■ **RECORDS TO USE**
================

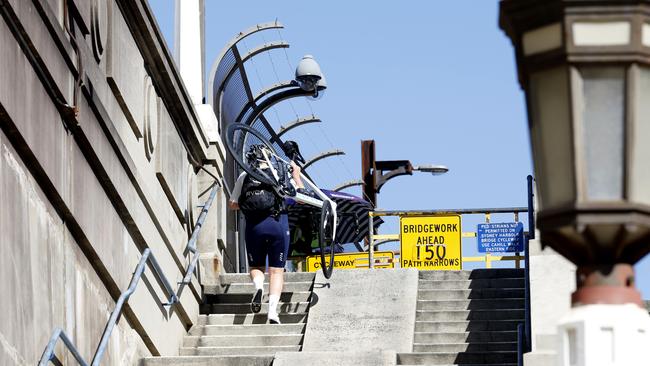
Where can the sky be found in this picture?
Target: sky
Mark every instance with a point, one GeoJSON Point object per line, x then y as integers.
{"type": "Point", "coordinates": [431, 82]}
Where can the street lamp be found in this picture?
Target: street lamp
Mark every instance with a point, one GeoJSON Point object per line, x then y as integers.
{"type": "Point", "coordinates": [309, 82]}
{"type": "Point", "coordinates": [433, 169]}
{"type": "Point", "coordinates": [585, 69]}
{"type": "Point", "coordinates": [376, 173]}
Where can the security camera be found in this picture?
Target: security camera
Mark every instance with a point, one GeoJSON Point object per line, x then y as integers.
{"type": "Point", "coordinates": [308, 74]}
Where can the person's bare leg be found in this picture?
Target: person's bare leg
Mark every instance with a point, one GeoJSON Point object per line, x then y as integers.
{"type": "Point", "coordinates": [257, 275]}
{"type": "Point", "coordinates": [275, 290]}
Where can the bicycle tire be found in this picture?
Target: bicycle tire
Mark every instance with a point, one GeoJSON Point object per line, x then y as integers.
{"type": "Point", "coordinates": [325, 237]}
{"type": "Point", "coordinates": [238, 152]}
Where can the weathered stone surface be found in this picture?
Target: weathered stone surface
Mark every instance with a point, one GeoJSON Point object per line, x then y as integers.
{"type": "Point", "coordinates": [170, 160]}
{"type": "Point", "coordinates": [125, 71]}
{"type": "Point", "coordinates": [72, 226]}
{"type": "Point", "coordinates": [50, 281]}
{"type": "Point", "coordinates": [356, 310]}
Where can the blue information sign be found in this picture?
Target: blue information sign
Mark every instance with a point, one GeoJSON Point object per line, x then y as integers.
{"type": "Point", "coordinates": [506, 237]}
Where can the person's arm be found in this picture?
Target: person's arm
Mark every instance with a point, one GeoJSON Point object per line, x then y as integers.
{"type": "Point", "coordinates": [236, 192]}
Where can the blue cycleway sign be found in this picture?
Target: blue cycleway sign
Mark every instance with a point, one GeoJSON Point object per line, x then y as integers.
{"type": "Point", "coordinates": [506, 237]}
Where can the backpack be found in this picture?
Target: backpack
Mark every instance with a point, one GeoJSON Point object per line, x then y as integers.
{"type": "Point", "coordinates": [258, 199]}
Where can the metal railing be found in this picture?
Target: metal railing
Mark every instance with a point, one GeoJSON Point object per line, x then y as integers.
{"type": "Point", "coordinates": [172, 298]}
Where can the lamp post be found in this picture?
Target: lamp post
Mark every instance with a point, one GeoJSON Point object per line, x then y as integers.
{"type": "Point", "coordinates": [376, 173]}
{"type": "Point", "coordinates": [585, 69]}
{"type": "Point", "coordinates": [309, 82]}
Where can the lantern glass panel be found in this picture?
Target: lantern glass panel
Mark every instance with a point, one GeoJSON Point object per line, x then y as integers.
{"type": "Point", "coordinates": [552, 137]}
{"type": "Point", "coordinates": [601, 108]}
{"type": "Point", "coordinates": [639, 144]}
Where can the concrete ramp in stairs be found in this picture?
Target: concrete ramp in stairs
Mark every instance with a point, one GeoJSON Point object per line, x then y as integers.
{"type": "Point", "coordinates": [362, 317]}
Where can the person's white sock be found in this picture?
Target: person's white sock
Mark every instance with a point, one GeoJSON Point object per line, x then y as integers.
{"type": "Point", "coordinates": [258, 281]}
{"type": "Point", "coordinates": [273, 307]}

================

■ **PROBLEM**
Repeat the records above verbatim, dropping the pictures.

■ **REPLY**
Where can the sky be found in this picture?
Target: sky
Mark every instance with a point, one GeoJSON Point object per line, x then y as integers.
{"type": "Point", "coordinates": [431, 82]}
Where can the street lamp be found in this picture?
Target: street lamp
Mark every instance with a point, one GeoJSON Point object per line, x then y as integers.
{"type": "Point", "coordinates": [309, 82]}
{"type": "Point", "coordinates": [433, 169]}
{"type": "Point", "coordinates": [585, 69]}
{"type": "Point", "coordinates": [376, 173]}
Where can the security camera be found in this picture?
Target: security camera
Mark every instance with a point, one GeoJSON Point object per line, x then y as integers.
{"type": "Point", "coordinates": [308, 74]}
Where can the person's bare leg be found in this picture?
Target: person's bare leg
Mark every instance with a point, one GeoJSON Point object per line, x then y as integers.
{"type": "Point", "coordinates": [257, 275]}
{"type": "Point", "coordinates": [275, 290]}
Where can the bicycle tire be found in this picture?
Target: bicycle tire
Mark every instance with a point, one GeoJSON Point object per line, x then y as integers.
{"type": "Point", "coordinates": [325, 237]}
{"type": "Point", "coordinates": [238, 152]}
Where can the weathered stone surface be found in this picture?
Target: weathered stone surface
Mark every instance with a point, one GeoJSON Point object per line, x then y as integers.
{"type": "Point", "coordinates": [170, 160]}
{"type": "Point", "coordinates": [125, 71]}
{"type": "Point", "coordinates": [72, 226]}
{"type": "Point", "coordinates": [50, 281]}
{"type": "Point", "coordinates": [356, 310]}
Where can the blue information sign be found in this picture?
Target: blue information sign
Mark every instance with a point, one GeoJSON Point object per line, x then y as integers.
{"type": "Point", "coordinates": [506, 237]}
Where can the person's arm be found in this picture?
Target: person's arm
Mark every instance with a point, one GeoJSON Point object per line, x then y as integers.
{"type": "Point", "coordinates": [236, 192]}
Where can the blue cycleway sign be found in this picture?
Target: blue cycleway sign
Mark every instance with a point, one GeoJSON Point object per line, x then y as integers.
{"type": "Point", "coordinates": [506, 237]}
Where can the backpack be found in this picture?
Target: backpack
Mark every instance with a point, one GeoJSON Point object per line, x then y as integers.
{"type": "Point", "coordinates": [258, 199]}
Where can the metal railing be found in this picture?
Target: metal railing
Mark every instance with a point, one GeoJSON Point object per line, x then y as integers.
{"type": "Point", "coordinates": [172, 298]}
Where can the lamp post be found in this picture?
Target: lamp post
Mark every instance with a point, one GeoJSON Point object per line, x then y as integers.
{"type": "Point", "coordinates": [376, 173]}
{"type": "Point", "coordinates": [585, 69]}
{"type": "Point", "coordinates": [309, 82]}
Where can the lantern glass panel be found in this picture?
Target: lantern glass panel
Mark every instance with a point, one GeoJSON Point object per line, x then y as integers.
{"type": "Point", "coordinates": [552, 137]}
{"type": "Point", "coordinates": [601, 108]}
{"type": "Point", "coordinates": [639, 144]}
Where can the concrete ramp in stairs be found in this picture?
Target: concrete ramp in stairs
Mark every instance with a point, one GeoJSON Point object per line, x then y as integers.
{"type": "Point", "coordinates": [362, 317]}
Where can the person's white sock be found in this picture?
Target: person's white sock
Mark every instance with a point, one GeoJSON Point object per line, x then y as integers.
{"type": "Point", "coordinates": [258, 281]}
{"type": "Point", "coordinates": [273, 307]}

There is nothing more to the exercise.